§ Task brief: Filter the records below, keeping only lines with the string "target".

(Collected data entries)
..............................
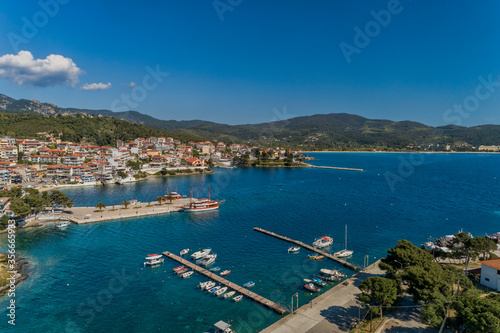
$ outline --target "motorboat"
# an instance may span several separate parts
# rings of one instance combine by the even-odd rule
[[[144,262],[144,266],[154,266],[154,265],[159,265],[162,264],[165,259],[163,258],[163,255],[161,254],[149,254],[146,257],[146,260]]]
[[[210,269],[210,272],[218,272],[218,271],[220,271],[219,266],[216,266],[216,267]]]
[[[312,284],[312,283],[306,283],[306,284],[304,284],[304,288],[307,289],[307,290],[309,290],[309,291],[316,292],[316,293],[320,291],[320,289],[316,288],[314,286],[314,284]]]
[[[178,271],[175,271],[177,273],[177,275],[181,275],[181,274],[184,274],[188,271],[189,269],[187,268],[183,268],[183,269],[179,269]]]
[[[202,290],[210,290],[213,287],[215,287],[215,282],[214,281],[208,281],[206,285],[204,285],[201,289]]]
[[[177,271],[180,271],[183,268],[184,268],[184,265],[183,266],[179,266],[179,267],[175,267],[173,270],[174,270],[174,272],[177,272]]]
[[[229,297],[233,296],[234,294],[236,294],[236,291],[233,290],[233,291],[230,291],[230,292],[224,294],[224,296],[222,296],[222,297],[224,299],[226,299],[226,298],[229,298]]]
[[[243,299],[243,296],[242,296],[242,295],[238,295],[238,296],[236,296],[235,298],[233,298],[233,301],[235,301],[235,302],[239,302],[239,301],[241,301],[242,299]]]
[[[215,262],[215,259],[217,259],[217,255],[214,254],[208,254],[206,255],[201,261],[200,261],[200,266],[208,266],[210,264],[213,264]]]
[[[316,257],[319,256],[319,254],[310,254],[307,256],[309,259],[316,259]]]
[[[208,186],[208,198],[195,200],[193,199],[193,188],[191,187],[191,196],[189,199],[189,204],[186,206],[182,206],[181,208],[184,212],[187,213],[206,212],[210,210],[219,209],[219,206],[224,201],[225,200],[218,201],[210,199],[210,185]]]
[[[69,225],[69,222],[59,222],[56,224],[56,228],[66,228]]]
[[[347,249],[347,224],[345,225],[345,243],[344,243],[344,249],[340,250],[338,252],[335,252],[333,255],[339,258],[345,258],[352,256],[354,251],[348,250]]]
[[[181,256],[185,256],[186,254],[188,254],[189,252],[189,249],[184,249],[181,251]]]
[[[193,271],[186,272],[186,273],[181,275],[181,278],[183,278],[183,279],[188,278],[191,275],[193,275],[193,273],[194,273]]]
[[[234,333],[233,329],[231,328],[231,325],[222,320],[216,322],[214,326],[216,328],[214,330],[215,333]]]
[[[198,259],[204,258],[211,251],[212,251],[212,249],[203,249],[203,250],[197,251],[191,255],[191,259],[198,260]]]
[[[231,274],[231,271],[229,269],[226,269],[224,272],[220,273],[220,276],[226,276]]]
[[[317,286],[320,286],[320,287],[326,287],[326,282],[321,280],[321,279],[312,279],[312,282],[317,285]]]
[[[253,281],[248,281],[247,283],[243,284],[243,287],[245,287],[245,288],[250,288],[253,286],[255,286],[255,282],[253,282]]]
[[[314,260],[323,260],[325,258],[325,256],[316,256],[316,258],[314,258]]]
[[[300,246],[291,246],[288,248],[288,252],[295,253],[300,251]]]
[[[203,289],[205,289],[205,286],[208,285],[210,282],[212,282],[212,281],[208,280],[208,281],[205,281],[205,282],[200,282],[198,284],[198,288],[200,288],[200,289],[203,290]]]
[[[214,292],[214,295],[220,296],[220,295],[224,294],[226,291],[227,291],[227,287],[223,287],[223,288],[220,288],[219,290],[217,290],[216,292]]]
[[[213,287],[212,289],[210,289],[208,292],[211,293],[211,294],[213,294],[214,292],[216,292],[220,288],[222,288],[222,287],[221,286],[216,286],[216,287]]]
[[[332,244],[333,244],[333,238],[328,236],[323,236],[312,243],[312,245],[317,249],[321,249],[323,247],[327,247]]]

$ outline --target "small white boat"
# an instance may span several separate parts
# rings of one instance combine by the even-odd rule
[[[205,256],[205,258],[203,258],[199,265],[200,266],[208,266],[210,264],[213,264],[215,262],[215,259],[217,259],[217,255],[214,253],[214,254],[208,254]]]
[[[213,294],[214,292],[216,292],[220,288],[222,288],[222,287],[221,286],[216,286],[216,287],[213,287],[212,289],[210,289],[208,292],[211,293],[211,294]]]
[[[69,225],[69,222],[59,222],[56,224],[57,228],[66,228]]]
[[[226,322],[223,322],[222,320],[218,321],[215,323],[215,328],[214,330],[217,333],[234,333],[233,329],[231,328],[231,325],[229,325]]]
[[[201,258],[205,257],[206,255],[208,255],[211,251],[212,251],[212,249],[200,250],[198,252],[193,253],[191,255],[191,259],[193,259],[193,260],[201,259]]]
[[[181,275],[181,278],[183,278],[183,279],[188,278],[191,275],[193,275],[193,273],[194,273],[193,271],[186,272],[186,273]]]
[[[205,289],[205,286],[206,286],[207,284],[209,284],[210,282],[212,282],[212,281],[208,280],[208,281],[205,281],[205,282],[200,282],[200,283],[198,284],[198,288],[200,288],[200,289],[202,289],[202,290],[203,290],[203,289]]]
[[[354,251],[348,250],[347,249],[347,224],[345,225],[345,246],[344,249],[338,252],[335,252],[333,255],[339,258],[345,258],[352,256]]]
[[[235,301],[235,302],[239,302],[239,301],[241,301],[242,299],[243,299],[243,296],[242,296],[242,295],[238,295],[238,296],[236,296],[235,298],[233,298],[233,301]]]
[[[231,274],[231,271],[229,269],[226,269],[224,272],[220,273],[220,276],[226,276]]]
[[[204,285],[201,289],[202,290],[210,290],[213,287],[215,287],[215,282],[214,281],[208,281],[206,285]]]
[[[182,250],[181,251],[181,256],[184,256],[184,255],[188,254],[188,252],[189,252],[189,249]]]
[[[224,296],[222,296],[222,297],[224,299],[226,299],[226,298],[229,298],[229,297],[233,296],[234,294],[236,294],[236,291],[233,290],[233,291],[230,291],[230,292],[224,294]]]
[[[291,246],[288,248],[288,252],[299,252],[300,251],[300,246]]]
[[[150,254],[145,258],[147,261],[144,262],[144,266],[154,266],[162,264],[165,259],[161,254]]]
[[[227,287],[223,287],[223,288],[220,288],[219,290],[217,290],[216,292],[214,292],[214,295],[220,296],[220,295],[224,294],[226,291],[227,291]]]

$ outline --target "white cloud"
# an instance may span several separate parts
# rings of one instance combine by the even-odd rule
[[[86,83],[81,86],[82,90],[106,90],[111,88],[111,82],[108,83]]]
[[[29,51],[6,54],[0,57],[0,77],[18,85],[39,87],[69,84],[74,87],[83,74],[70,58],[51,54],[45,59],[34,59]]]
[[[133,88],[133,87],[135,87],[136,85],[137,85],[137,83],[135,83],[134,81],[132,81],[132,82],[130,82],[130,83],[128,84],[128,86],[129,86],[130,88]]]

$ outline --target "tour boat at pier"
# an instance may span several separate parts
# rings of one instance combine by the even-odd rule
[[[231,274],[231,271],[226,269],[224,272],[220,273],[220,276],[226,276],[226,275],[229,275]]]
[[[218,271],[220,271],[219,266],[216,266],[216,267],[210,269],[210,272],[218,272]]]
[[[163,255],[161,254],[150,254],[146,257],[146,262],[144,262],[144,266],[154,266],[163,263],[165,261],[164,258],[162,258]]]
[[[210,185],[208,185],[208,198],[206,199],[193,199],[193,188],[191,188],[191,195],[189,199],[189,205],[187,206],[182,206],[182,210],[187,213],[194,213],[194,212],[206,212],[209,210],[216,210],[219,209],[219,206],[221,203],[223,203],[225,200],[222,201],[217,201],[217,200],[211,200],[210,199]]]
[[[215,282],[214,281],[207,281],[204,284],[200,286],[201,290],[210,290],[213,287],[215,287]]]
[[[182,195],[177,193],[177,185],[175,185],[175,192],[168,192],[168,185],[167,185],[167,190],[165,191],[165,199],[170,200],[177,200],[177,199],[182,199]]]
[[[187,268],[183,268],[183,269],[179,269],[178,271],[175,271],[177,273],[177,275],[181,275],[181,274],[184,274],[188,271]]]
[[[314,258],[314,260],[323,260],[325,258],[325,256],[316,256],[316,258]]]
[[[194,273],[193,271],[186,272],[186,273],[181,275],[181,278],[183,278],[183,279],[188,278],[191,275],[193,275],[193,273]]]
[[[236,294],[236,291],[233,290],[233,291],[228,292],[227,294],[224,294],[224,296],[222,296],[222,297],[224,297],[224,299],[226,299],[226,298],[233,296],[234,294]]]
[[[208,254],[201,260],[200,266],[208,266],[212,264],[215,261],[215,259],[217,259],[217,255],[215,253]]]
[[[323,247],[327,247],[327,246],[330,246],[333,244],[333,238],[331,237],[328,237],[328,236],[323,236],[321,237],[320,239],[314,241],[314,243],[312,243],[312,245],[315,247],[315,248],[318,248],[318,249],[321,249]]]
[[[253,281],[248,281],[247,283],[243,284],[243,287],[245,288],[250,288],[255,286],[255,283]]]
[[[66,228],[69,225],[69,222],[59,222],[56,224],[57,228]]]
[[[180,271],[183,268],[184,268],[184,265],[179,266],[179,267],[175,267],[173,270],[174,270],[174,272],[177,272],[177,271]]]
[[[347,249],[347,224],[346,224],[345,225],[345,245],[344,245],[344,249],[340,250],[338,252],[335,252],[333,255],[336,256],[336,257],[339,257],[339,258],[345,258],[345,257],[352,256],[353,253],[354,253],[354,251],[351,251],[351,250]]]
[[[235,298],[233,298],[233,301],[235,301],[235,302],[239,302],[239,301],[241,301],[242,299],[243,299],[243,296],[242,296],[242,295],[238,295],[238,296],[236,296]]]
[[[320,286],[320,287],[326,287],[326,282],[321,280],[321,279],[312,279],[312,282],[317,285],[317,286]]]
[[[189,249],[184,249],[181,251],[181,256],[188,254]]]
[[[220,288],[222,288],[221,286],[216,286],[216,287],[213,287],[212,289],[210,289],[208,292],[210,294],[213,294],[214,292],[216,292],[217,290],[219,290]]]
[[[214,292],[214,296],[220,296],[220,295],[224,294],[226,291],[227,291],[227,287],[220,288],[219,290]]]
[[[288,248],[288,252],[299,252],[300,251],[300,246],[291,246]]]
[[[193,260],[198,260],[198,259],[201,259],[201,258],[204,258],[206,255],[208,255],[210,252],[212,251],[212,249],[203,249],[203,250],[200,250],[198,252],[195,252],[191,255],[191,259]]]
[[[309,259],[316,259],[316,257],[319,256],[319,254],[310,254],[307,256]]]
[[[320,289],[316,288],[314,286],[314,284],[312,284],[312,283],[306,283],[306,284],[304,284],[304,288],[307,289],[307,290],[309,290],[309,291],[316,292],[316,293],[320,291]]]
..............................
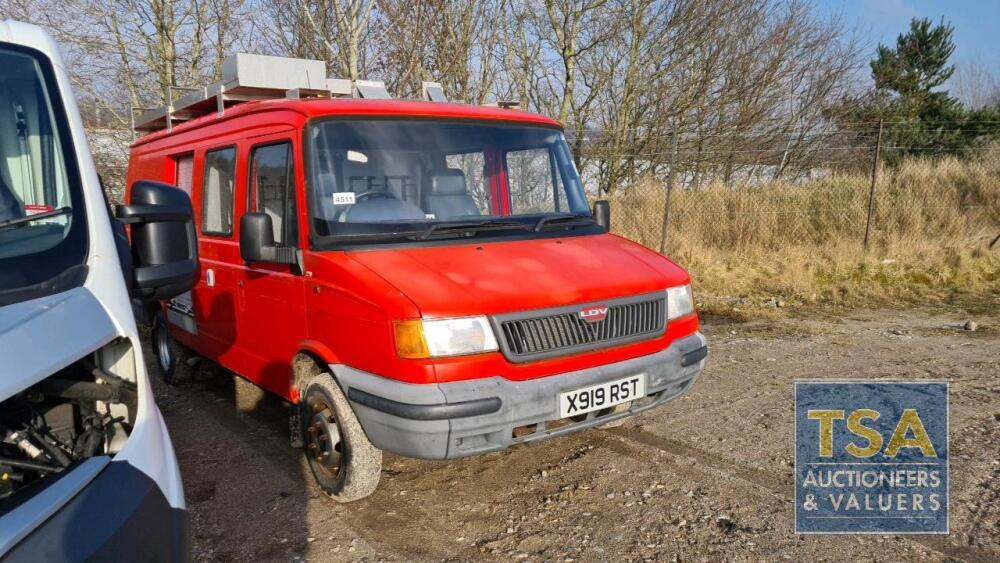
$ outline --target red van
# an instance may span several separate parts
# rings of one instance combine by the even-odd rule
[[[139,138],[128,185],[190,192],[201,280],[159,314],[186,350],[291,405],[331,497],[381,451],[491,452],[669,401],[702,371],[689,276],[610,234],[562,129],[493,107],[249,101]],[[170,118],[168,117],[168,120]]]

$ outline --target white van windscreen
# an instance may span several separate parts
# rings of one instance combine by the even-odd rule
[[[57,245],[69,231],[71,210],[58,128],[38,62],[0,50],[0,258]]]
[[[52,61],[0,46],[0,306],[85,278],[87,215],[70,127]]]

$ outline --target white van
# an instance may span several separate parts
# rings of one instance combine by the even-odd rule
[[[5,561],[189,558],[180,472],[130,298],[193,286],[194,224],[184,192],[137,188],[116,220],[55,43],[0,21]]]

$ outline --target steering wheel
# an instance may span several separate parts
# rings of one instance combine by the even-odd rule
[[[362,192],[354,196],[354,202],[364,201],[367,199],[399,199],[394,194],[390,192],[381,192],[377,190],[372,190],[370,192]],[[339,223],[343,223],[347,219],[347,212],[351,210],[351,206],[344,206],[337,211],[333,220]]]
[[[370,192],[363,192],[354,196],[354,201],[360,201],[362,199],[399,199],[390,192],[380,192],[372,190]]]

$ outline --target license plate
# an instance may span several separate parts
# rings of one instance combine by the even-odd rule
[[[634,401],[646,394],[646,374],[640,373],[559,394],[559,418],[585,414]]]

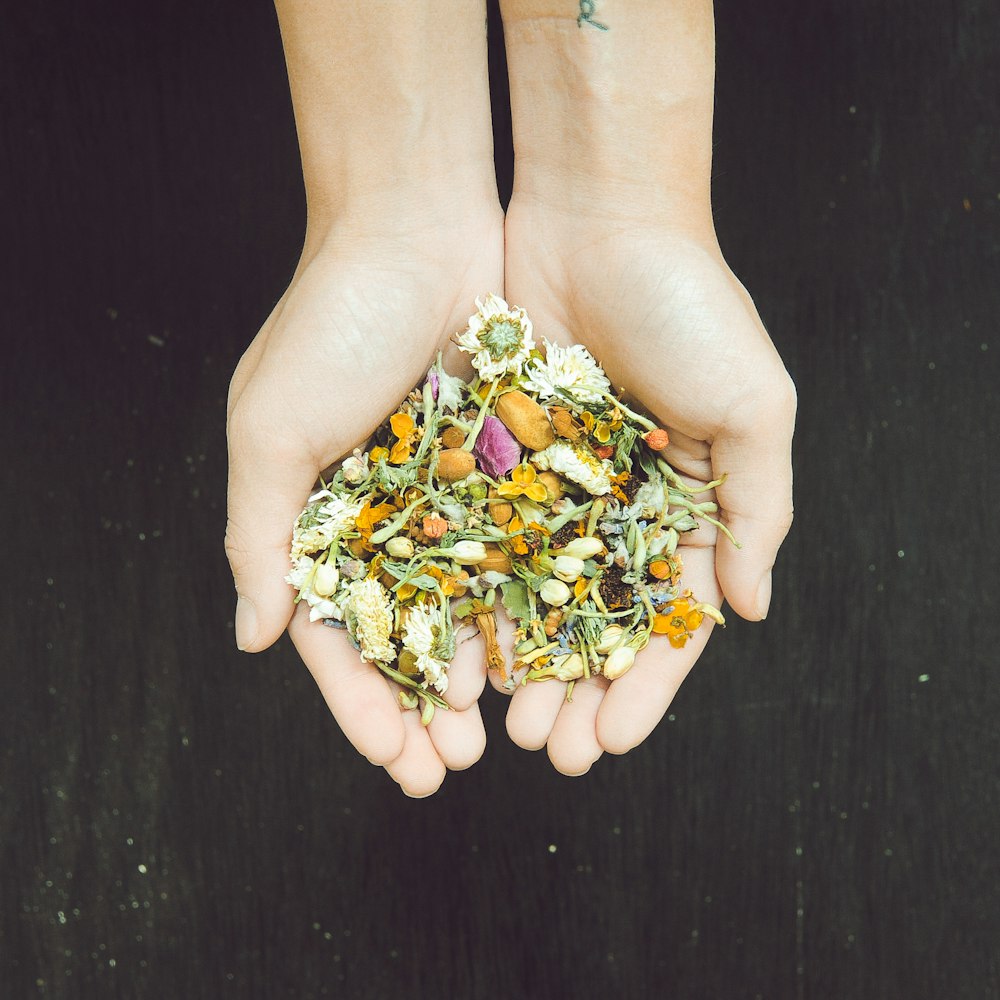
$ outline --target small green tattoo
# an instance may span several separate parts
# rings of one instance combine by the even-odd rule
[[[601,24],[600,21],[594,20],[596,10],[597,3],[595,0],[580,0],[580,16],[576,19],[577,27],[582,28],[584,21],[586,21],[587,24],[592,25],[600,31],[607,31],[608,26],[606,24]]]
..............................
§ Reply:
$ outline --target "motorboat"
$ outline --target "small white boat"
$ outline --target "white cloud"
$ outline --target "tour boat at pier"
$ outline --target red van
$ outline --target white van windscreen
$ outline --target white van
$ outline --target steering wheel
$ outline --target license plate
$ outline --target small green tattoo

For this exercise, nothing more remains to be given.